_Passage_

# # #

Skip to main content

Immigration Detention Centers, and Other Euphemisms

 

When you go to the website of GEO Group, the largest and most well-connected of the private prison companies, the headline that greets you on the home page reads: “Global Leader in Evidence-Based Rehabilitation.”

If you were to go no further than that home page, you might think the company, based in Boca Raton, was all about “enhanced rehabilitation and reentry programs,” which is just one part of their “Continuum of Care,” a program they trademarked. The word ‘prisoner’ never appears.

It’s not till you click on the tab for “GEO Secure Services” that you first encounter the word ‘offender,’ and the euphemisms start to cascade. This is where you’re told about “intake and housing of offenders,” about “secure offender transportation services,” and the “operation and management of approximately 72,000 beds in 54 secure facilities.” Not prisoners, beds.

The website paints a rosy picture of a benevolent company steeped in the art and science of helping repentant souls return happily to society, much the better for their time spent in GEO-owned beds.

The reality is a bit different. A lot of GEO’s beds had been empty since 2021, which is when Joe Biden directed his government not to renew the contracts for privately owned and operated prisons.

Biden’s reasons were many, but they centered on the preponderance of evidence that GEO’s prisons — and others just like them — were little more than for-profit hellholes, designed and built for human exploitation and degradation.

The sheer number of well-documented, well-litigated cases of physical and sexual abuse, forced labor, medical neglect, and other grievous mistreatment probably figured in Biden’s thinking.

The catch here is that Biden’s directives did not include ICE facilities, whose contracts to “process” immigrant detainees continued. Even so, this left GEO with a lot of unused inventory — or “bedspace” — and a bunch of their facilities had to shut down. Regardless, GEO still owned the properties, which were mostly just sitting there in mothballs, waiting for the right mad dictator to come along and refill those beds.

They didn’t have long to wait. When Trump and his ghouls — Stephen Miller, Kristi Noem, Tom Homan — took over, suddenly there wasn’t enough room to house the thousands and thousands of undocumented migrants they wanted to deport, let alone the millions Trump promised his base of imbeciles.

Which meant things were looking up for GEO, and in February, the company was awarded a 15-year contract, worth $1.5 billion, to detain migrants awaiting deportation.

GEO quickly got down to work, either reopening or modifying facilities in Texas, Michigan, and California, but especially at Delaney Hall, a 1,000-bed facility in Newark, New Jersey now being prepared for the exclusive use of ICE.

Delaney Hall is intended as a main hub in the deportation pipeline.  A fifteen-minute bus ride from Newark Airport, it’s strategically located near several major highways and rail lines, so it’s relatively easy to transport lots of people in and out.

It’s also sitting in the heart of an immigrant-rich area of the country, including all five boroughs of New York City, home to hundreds of communities from five different continents.

The idea is that ICE’s vans will be able sweep up as many immigrants as they can, whisk them off to Delaney Hall for processing, hold them there a day or two, figure out which country might take them, then get them on that bus to Newark Airport. No muss, no fuss, no lawyers.

# # #

_Recorded data_

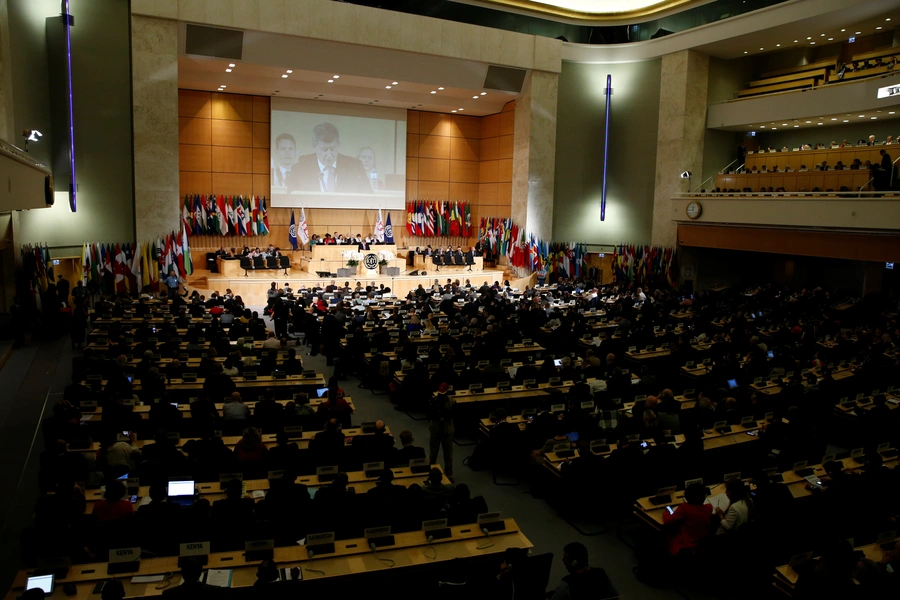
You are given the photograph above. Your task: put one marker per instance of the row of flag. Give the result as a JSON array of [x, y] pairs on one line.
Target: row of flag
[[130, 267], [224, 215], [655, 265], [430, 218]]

# # #

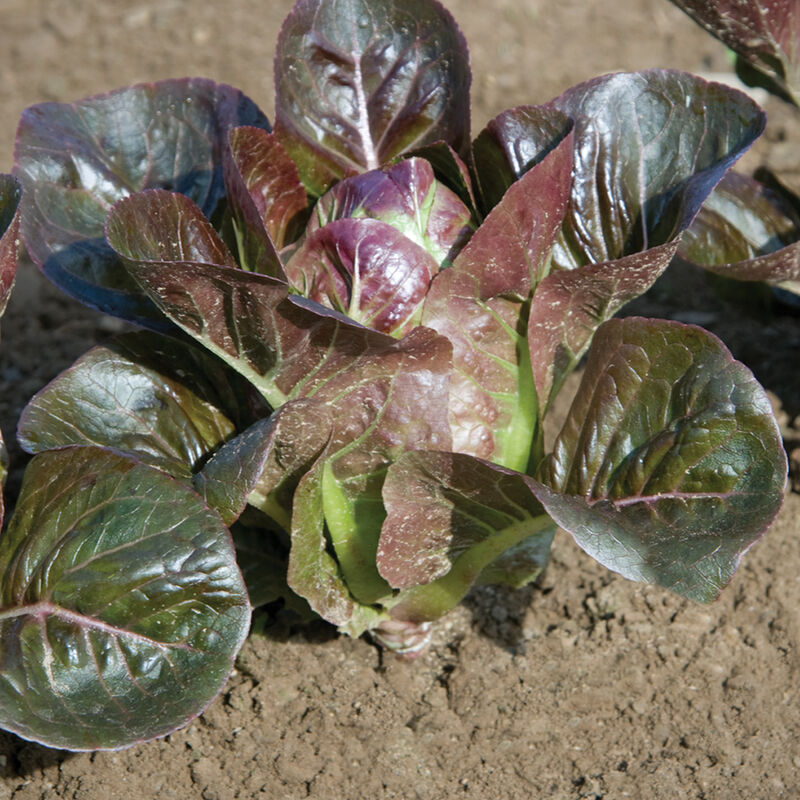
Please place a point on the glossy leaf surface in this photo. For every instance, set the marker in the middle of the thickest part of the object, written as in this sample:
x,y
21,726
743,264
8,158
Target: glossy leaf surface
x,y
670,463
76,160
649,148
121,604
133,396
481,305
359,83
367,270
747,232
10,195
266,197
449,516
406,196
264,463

# # #

_Explore the material_
a - Answer these questions from the passage on GEO Group:
(i) In which city is GEO Group based?
(ii) How long does the contract GEO was awarded in February run, and what is it worth?
(iii) How many beds does Delaney Hall hold, and in what city is it located?
b - Carry the passage on GEO Group forward from its final sentence, "No muss, no fuss, no lawyers."
The material can be set aside, as it plays no part here.

_Task responses_
a -
(i) Boca Raton.
(ii) It runs 15 years and is worth $1.5 billion.
(iii) It holds 1,000 beds and is located in Newark, New Jersey.

b -
It’s better thought-out than most plans attributed to Trump, probably because GEO actually knows what it’s doing, and Miller is promoting them heavily.

The only problem is that everybody — the city of Newark, the state of New Jersey, and most of the population of the wider metro area — has a visceral hatred of anything connected with ICE. So last week, when Newark’s mayor, Ras Baraka, got himself arrested in front of cameras after leading a protest to prevent the reopening of Delaney Hall, it shined a harsh light on the whole ICE-GEO relationship.

That relationship continues to flourish, nonetheless. A ten-fold increase in ICE’s budget is moving through Congress with — you’ll be shocked to hear —Republican-only support.

It’s not known what percentage of that added funding would make its way to GEO, but they seem to have an inside track. Their connections, both in Congress and within ICE, have put them in a position where they can thwart any rival bids and cherry-pick the juiciest contracts.

Their lobbying efforts have been intense, going back decades, and their long connection to Ballard Partners, a high-powered lobbying firm, has brought Pam Bondi, Trump’s pet attorney general, into the conversation around the awarding of these contracts. Bondi used to work at Ballard, and is no stranger to corrupt practices, especially her own.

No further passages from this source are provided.